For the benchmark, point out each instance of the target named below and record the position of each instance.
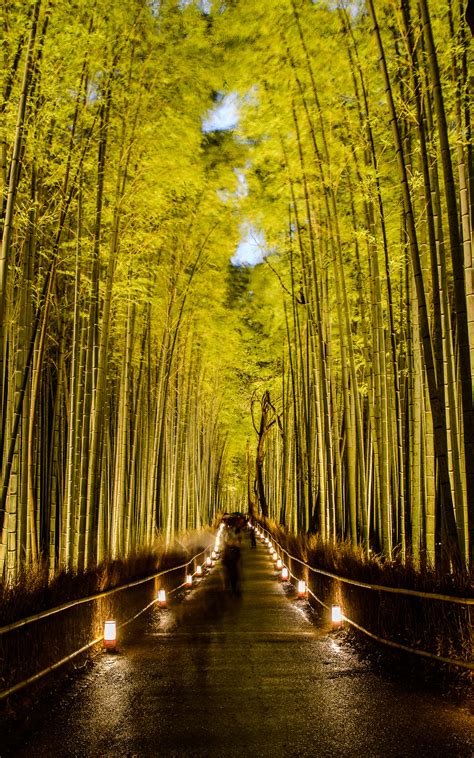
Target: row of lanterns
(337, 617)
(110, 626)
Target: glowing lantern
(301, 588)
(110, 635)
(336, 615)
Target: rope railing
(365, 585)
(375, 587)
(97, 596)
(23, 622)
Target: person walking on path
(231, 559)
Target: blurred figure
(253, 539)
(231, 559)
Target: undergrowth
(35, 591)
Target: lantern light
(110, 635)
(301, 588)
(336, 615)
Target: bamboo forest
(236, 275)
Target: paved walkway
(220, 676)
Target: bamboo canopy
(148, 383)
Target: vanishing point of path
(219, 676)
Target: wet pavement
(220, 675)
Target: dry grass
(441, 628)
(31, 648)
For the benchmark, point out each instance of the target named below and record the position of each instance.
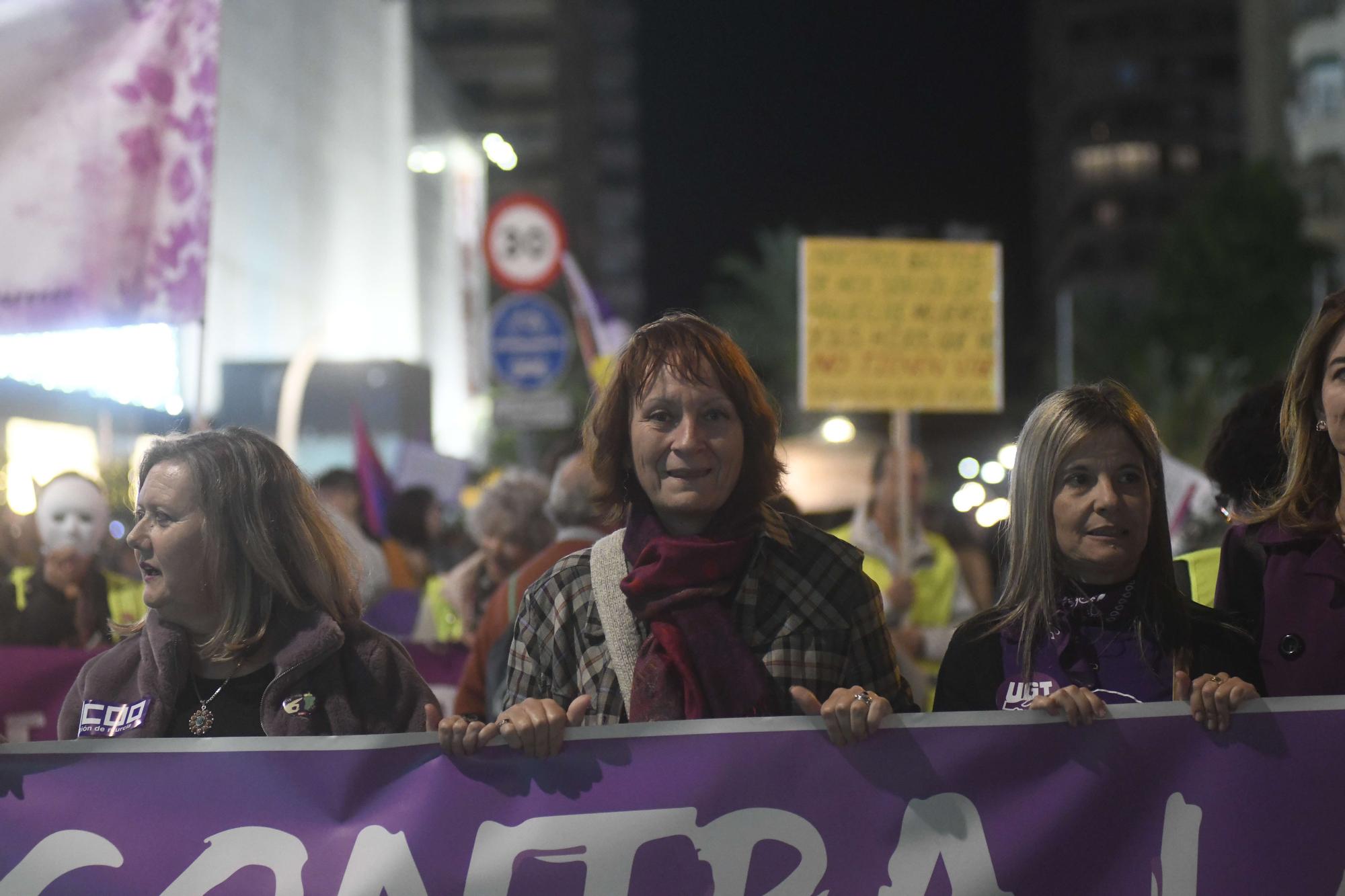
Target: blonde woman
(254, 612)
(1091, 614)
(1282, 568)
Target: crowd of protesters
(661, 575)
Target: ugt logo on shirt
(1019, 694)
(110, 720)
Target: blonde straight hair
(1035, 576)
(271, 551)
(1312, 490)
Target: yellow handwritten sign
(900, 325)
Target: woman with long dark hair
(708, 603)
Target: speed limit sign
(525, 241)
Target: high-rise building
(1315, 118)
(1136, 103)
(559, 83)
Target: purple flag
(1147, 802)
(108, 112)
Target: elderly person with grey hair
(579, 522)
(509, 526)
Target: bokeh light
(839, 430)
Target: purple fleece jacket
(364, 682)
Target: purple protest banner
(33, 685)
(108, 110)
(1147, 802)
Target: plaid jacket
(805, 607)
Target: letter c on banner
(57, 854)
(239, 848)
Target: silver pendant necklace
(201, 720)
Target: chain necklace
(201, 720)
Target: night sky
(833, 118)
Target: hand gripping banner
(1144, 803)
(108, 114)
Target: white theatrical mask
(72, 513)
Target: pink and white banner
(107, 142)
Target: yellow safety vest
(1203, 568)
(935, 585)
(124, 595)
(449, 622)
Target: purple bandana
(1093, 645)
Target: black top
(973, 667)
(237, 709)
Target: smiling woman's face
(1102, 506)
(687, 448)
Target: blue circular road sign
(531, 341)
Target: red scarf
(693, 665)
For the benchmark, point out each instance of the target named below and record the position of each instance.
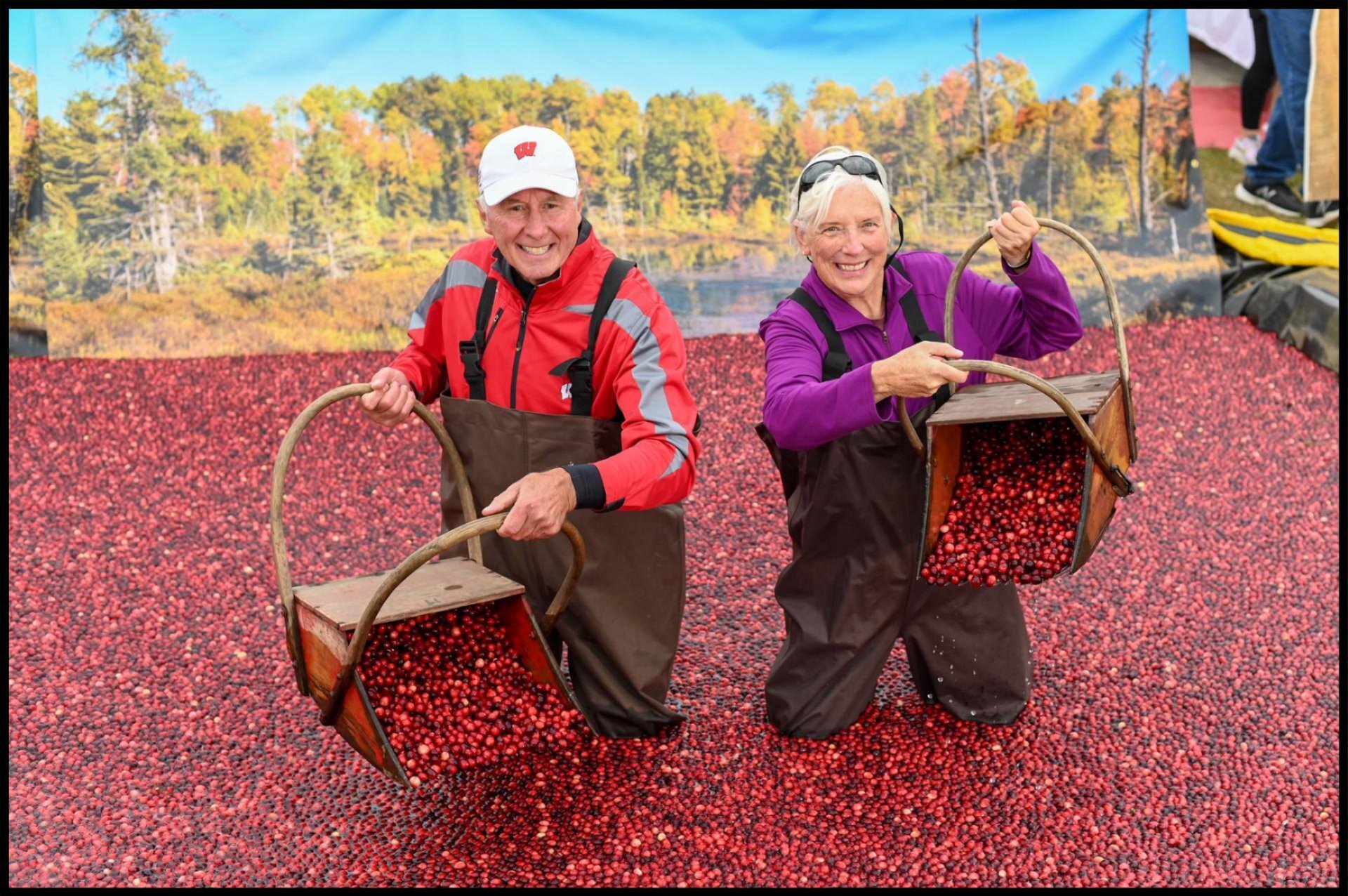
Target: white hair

::::

TASK REQUIREMENTS |
Rewrite the whole listing above, replacing "benchmark" with "evaluation" and leaving everything else unchanged. Leave the pictures out of your answer.

WRITTEN ANSWER |
For the evaluation, point out each instance of the target named below and record the position of each instance.
Target: row of lanterns
(337, 617)
(110, 626)
Target: glowing lantern
(301, 588)
(110, 635)
(336, 615)
Target: rope railing
(365, 585)
(375, 587)
(97, 596)
(23, 622)
Target: person walking on path
(231, 559)
Target: blurred figure
(253, 539)
(231, 559)
Target: undergrowth
(35, 591)
Target: lantern light
(110, 635)
(301, 588)
(336, 615)
Target: bamboo forest
(236, 275)
Target: paved walkway
(220, 676)
Target: bamboo canopy
(148, 383)
Target: vanishing point of path
(219, 676)
Target: wet pavement
(220, 675)
Target: dry grass
(441, 628)
(31, 648)
For the evaluation, point out each instance of the target named below and record the position of each instance.
Target: blonde woman
(254, 612)
(1091, 614)
(1282, 568)
Target: crowd of protesters
(661, 575)
Target: ugt logo on shirt
(1019, 694)
(110, 720)
Target: blonde straight hair
(1035, 576)
(271, 551)
(1312, 490)
Target: yellow handwritten sign
(900, 325)
Target: woman with long dark hair
(708, 603)
Target: speed limit sign
(525, 241)
Target: high-rise building
(1315, 118)
(1136, 103)
(559, 83)
Target: purple flag
(1147, 802)
(108, 112)
Target: elderly person with grey hair
(579, 522)
(509, 526)
Target: bokeh light
(839, 430)
Target: purple fleece jacket
(364, 682)
Target: purple protest banner
(33, 685)
(108, 110)
(1147, 802)
Target: plaid jacket
(805, 607)
Target: letter c on banner
(57, 854)
(239, 848)
Target: silver pendant necklace
(201, 720)
Target: chain necklace
(201, 720)
Target: night sky
(833, 118)
Target: hand gripping banner
(1144, 803)
(108, 114)
Target: white theatrical mask
(72, 513)
Target: pink and white banner
(107, 142)
Target: yellow safety vest
(1203, 568)
(935, 585)
(124, 595)
(449, 622)
Target: purple bandana
(1093, 645)
Target: black top
(973, 667)
(237, 709)
Target: smiling woman's face
(1102, 506)
(687, 448)
Target: blue circular road sign
(531, 341)
Target: red scarf
(693, 665)
For the evaluation, point out each instance of the target named below and record the position of each instance.
Target: white hair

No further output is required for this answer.